### What to do
Update the rows below so that each "sample response" becomes "example reply", with every other part left unchanged.

[Dataset rows]
• • • • •

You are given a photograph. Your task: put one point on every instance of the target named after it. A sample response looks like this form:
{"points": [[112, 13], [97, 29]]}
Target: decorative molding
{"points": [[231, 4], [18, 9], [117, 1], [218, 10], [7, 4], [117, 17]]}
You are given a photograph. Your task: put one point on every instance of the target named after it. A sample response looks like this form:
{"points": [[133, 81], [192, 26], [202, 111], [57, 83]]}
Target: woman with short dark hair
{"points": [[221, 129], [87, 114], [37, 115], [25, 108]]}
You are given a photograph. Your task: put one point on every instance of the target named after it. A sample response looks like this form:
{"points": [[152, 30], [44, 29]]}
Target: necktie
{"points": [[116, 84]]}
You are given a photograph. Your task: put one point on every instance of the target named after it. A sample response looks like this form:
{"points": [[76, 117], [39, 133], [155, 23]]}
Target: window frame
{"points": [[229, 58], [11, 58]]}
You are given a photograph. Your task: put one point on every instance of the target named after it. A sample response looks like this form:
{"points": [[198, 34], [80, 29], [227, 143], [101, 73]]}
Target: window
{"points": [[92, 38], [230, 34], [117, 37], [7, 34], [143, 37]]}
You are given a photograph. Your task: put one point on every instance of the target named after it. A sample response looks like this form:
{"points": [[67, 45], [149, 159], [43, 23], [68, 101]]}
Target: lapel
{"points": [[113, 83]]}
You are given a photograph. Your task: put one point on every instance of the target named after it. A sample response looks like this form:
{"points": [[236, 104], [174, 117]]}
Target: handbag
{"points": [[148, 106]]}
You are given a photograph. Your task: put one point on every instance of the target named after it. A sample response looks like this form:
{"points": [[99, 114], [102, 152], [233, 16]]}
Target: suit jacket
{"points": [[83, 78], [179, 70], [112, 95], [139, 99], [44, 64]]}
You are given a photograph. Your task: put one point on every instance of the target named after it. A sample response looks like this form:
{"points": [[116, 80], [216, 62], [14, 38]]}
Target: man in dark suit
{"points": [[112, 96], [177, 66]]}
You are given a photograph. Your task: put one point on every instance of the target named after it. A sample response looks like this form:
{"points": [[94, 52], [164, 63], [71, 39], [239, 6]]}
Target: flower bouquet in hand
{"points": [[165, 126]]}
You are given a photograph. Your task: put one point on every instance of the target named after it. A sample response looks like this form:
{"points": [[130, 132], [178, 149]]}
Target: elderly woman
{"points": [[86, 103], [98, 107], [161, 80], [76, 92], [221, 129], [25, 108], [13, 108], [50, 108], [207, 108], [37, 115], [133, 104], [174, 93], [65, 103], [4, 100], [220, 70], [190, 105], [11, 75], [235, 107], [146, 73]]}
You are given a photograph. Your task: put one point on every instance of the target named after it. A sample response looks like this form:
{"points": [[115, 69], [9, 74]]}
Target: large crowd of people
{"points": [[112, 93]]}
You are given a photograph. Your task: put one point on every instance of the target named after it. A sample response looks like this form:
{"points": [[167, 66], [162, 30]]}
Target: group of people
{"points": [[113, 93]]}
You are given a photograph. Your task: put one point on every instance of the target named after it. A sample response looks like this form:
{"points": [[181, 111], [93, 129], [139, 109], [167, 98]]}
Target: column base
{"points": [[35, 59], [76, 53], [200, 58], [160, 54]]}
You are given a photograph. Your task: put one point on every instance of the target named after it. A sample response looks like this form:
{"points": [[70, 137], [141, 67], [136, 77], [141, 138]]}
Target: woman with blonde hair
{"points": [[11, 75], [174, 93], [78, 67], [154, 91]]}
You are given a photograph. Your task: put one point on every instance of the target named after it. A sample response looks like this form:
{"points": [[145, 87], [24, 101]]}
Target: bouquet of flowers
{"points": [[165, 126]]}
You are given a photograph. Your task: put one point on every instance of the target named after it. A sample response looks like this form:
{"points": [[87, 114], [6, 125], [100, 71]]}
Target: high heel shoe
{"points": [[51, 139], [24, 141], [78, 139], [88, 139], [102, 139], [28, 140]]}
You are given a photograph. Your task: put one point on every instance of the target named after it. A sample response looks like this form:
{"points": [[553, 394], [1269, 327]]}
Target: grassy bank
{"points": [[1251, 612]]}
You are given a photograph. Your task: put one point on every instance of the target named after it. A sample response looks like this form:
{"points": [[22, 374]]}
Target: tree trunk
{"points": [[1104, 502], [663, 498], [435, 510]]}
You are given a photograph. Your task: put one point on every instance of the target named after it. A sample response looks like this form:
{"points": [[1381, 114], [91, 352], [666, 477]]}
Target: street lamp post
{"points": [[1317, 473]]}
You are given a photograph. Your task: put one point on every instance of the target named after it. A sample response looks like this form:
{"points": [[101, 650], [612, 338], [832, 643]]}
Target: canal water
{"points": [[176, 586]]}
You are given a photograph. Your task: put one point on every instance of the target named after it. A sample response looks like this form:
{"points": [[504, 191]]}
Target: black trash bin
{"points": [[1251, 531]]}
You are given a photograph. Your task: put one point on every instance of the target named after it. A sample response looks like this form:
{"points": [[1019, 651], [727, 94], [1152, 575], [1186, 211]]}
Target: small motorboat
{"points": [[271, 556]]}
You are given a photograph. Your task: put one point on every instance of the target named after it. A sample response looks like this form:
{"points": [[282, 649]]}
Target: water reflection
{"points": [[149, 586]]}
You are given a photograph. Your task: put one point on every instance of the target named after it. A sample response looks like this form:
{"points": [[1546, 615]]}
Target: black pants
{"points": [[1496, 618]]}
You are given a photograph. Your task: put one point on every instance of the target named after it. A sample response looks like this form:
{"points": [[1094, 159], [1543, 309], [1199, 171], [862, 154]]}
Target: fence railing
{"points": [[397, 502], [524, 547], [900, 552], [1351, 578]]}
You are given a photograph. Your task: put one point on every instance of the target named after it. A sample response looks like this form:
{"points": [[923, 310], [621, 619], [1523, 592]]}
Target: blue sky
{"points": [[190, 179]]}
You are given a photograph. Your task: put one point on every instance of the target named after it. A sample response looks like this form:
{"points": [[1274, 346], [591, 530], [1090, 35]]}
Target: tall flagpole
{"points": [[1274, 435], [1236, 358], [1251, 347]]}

• • • • •

### Output of the task
You are given a photograph. Your task: put one point on every instance of the target named after it. A example reply looks like this form:
{"points": [[112, 13], [97, 29]]}
Target: decorative molding
{"points": [[231, 4], [18, 9], [117, 1], [218, 10], [7, 4], [117, 17]]}
You are given a photograph. Your task: put one point on every instance of the target named after it. A example reply looks like this form:
{"points": [[133, 81], [192, 26], [202, 111], [57, 83]]}
Target: woman with short dark hair
{"points": [[221, 129], [87, 114], [37, 115], [25, 108]]}
You are given a photograph. Your task: put one point on every instance of the target named after it. A example reply looks like this form:
{"points": [[152, 30], [44, 29]]}
Target: necktie
{"points": [[116, 84]]}
You are given a photograph. Your task: put one point on every instance of the target named after it. A example reply looks like this form:
{"points": [[76, 117], [39, 133], [155, 23]]}
Target: window frame
{"points": [[229, 58], [11, 58]]}
You are given a photograph. Your task: put one point on every instance of the target named after it. A example reply looks like this form:
{"points": [[198, 34], [80, 29], [227, 143], [101, 73]]}
Target: window
{"points": [[92, 38], [230, 34], [117, 37], [7, 34], [143, 37]]}
You are given a photograph. Your task: put one point on every instance of the target named after it. A example reply looks like this form:
{"points": [[67, 45], [149, 159], [43, 23], [68, 101]]}
Target: lapel
{"points": [[113, 83]]}
You are given a photograph. Your task: put one point on every instance of the target named after it. A example reply looks like this form:
{"points": [[236, 104], [174, 117]]}
Target: handbag
{"points": [[148, 106]]}
You are given a photograph. Your task: put one point on every instance of the target named after it. A example reply looks like this form:
{"points": [[99, 114], [102, 152], [233, 16]]}
Target: suit jacket
{"points": [[83, 78], [179, 70], [112, 95], [139, 99], [44, 64]]}
You are given a photograph. Your task: put one point on every instance of the target named after it. A example reply looks like this form:
{"points": [[116, 80], [216, 62], [14, 38]]}
Target: man in dark suit
{"points": [[112, 96], [177, 66]]}
You are given a photograph. Your task: put one point on every instance of the target named after it. A example reply looks like this form:
{"points": [[94, 52], [164, 63], [71, 39], [239, 6]]}
Target: flower bouquet in hand
{"points": [[165, 126]]}
You are given a photograph. Your task: put one point on every instance of the target named after it. A example reply looks like this form:
{"points": [[130, 132], [178, 149]]}
Target: elderly woman
{"points": [[86, 103], [98, 107], [161, 80], [76, 92], [221, 129], [25, 108], [13, 108], [50, 108], [207, 108], [37, 115], [133, 104], [174, 93], [65, 103], [4, 100], [220, 70], [190, 105], [11, 75], [235, 107], [146, 73]]}
You are given a photograph. Your task: put one point on every instance of the target named after it. A example reply looks like this form:
{"points": [[115, 69], [9, 74]]}
Target: large crowd of people
{"points": [[112, 93]]}
You are given a photograph. Your task: put one point on every instance of the target named after it. A example reply looks like this form:
{"points": [[167, 66], [162, 30]]}
Target: group of people
{"points": [[113, 93]]}
You are given a photograph. Your task: put one point on every instance of the target named after it. A example reply looks like this form:
{"points": [[181, 111], [93, 129], [139, 109], [167, 98]]}
Target: column base
{"points": [[35, 59], [76, 53], [200, 58], [160, 54]]}
You are given a photograph. Your task: put one point on every instance of the target named after it. A example reply looks like this form:
{"points": [[70, 137], [141, 67], [136, 77], [141, 138]]}
Target: woman with blonde hair
{"points": [[11, 75], [174, 93], [78, 67], [154, 91]]}
You are given a photograph. Your task: put one point on every instance of the target named after it. A example reply looks like this form:
{"points": [[145, 87], [24, 101]]}
Target: bouquet of flowers
{"points": [[165, 126]]}
You are given a photograph. Your task: put one point on every instance of the target named after it. A example reply looks like this form:
{"points": [[87, 114], [6, 125], [100, 71]]}
Target: high heel shoe
{"points": [[51, 139], [24, 141], [78, 139], [88, 139], [102, 139], [28, 140]]}
You are given a photograph. Your task: put one point on every instance of the target named after it. A example reply looks like this form:
{"points": [[553, 394], [1269, 327]]}
Target: grassy bank
{"points": [[1251, 612]]}
You are given a photograph. Your task: put one point on every instance of the target named after it. A example reply looks like this form:
{"points": [[22, 374]]}
Target: tree trunk
{"points": [[1104, 502], [663, 498], [435, 510]]}
You are given a photograph. Your task: put one point on every instance of the target named after it. A example reply looks like this form:
{"points": [[1381, 114], [91, 352], [666, 477]]}
Target: street lamp post
{"points": [[1317, 473]]}
You are given a photograph. Your task: put one point on every instance of the target named after it. A example reply looks like this form:
{"points": [[101, 650], [612, 338], [832, 643]]}
Target: canal water
{"points": [[176, 586]]}
You are given a photograph. Your task: put one point on every instance of the target named after it. A example reply looks like this form:
{"points": [[504, 191]]}
Target: black trash bin
{"points": [[1251, 531]]}
You are given a photograph. Your task: put one point on every instance of the target named after it. A example reply looks like this form:
{"points": [[1019, 651], [727, 94], [1152, 575], [1186, 211]]}
Target: small motorboat
{"points": [[271, 556]]}
You are given a photograph. Your task: put one point on every instance of the target named after it. A example reply looks like this form:
{"points": [[282, 649]]}
Target: water reflection
{"points": [[149, 586]]}
You are given a photograph. Your task: put one point on every instance of the target named after it. A example reply looks like this form:
{"points": [[1546, 615]]}
Target: black pants
{"points": [[1496, 618]]}
You are given a photograph. Your task: put one point on every instance of the target named after it. A example reply looks like this form:
{"points": [[1094, 159], [1543, 309], [1199, 171], [862, 154]]}
Target: fence railing
{"points": [[397, 502], [524, 547], [900, 552], [1351, 578]]}
You are given a photograph. Your task: put one point on every instance of the target named after it. A example reply looks like this form:
{"points": [[923, 310], [621, 619], [1523, 592]]}
Target: blue sky
{"points": [[190, 179]]}
You are given a photograph. Your task: put one point on every instance of the target named after it. A example reply looks like this form:
{"points": [[1274, 346], [591, 530], [1090, 35]]}
Target: tall flagpole
{"points": [[1274, 435], [1236, 358], [1251, 347]]}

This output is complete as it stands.